Exercise.
Rescale the coordinates in the answers of the rows, starting with the line containing "Where can you see the clay" and continuing through the end of the rows. Reproduce every line in that span, requests included, with each coordinate multiplied by 0.6 and rounded to the nearest whole number, halves rounded up, and leave all other numbers unchanged.

Records for the task.
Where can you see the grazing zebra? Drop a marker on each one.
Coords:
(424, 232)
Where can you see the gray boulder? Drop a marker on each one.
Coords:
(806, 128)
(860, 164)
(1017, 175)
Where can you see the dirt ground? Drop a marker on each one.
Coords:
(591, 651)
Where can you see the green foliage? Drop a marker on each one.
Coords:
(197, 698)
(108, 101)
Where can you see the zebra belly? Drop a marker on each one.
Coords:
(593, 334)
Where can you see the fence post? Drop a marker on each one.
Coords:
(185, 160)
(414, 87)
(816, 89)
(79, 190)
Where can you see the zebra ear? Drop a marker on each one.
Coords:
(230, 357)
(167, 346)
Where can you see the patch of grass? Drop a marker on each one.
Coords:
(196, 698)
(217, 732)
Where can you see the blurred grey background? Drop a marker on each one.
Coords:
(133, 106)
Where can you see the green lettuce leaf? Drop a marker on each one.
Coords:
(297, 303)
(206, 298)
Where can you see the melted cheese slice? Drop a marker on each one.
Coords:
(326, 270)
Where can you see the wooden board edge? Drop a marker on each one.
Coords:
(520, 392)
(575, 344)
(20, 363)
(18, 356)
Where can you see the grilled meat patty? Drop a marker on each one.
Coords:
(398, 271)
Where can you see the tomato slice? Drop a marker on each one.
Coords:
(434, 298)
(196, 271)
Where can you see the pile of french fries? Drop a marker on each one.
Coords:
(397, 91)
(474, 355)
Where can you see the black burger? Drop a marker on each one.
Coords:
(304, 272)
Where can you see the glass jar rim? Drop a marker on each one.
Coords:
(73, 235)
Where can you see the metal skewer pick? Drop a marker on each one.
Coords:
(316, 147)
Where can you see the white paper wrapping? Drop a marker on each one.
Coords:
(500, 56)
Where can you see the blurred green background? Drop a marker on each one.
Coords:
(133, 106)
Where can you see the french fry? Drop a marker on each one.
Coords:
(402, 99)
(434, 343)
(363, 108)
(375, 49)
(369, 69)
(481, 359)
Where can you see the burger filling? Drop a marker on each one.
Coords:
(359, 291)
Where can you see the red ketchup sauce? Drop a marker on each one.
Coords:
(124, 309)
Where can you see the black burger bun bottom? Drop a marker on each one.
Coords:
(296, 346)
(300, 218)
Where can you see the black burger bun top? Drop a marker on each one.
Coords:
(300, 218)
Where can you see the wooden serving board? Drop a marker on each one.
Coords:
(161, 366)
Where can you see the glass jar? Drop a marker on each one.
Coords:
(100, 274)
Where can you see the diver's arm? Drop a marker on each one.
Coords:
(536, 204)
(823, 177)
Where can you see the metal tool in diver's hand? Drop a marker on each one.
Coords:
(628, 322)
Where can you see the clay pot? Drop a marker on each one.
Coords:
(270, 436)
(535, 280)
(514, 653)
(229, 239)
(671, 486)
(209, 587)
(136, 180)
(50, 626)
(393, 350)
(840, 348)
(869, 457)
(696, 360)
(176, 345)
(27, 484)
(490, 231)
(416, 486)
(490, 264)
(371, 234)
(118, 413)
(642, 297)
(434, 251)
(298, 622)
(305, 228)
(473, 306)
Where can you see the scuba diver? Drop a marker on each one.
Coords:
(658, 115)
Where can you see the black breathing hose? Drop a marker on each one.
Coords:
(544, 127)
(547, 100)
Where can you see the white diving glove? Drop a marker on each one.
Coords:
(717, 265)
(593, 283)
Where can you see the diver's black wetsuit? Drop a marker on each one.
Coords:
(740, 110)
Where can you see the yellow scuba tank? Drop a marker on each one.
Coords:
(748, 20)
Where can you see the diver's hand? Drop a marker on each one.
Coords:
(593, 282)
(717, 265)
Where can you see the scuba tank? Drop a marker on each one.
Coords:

Worked solution.
Where can you see the clay pot? Drop a marker on each one.
Coords:
(162, 262)
(321, 168)
(308, 392)
(137, 143)
(403, 292)
(125, 352)
(82, 108)
(30, 376)
(236, 210)
(504, 209)
(521, 274)
(418, 216)
(106, 207)
(16, 290)
(294, 139)
(250, 292)
(294, 158)
(223, 140)
(71, 248)
(385, 178)
(260, 151)
(179, 373)
(183, 137)
(284, 184)
Where can you see the scuba diver? Drop a marker on each one.
Coords:
(395, 69)
Where can you see the black breathing hose? Drop a marker on each one.
Coords:
(326, 76)
(328, 60)
Where can you see the white diving glove? Drop a marker on each one.
Coords:
(430, 159)
(356, 170)
Where can you see the diver's black wetsuit? Drop a marker on each one.
Coords:
(444, 66)
Where can you see the yellow scuba tank? Drop a marker on each one.
Coords:
(449, 12)
Where can you see the diver's hand? Drop a marker on each one.
Coords:
(356, 169)
(430, 159)
Where can you see the scuba tank? Drop a marker on each one.
Coords:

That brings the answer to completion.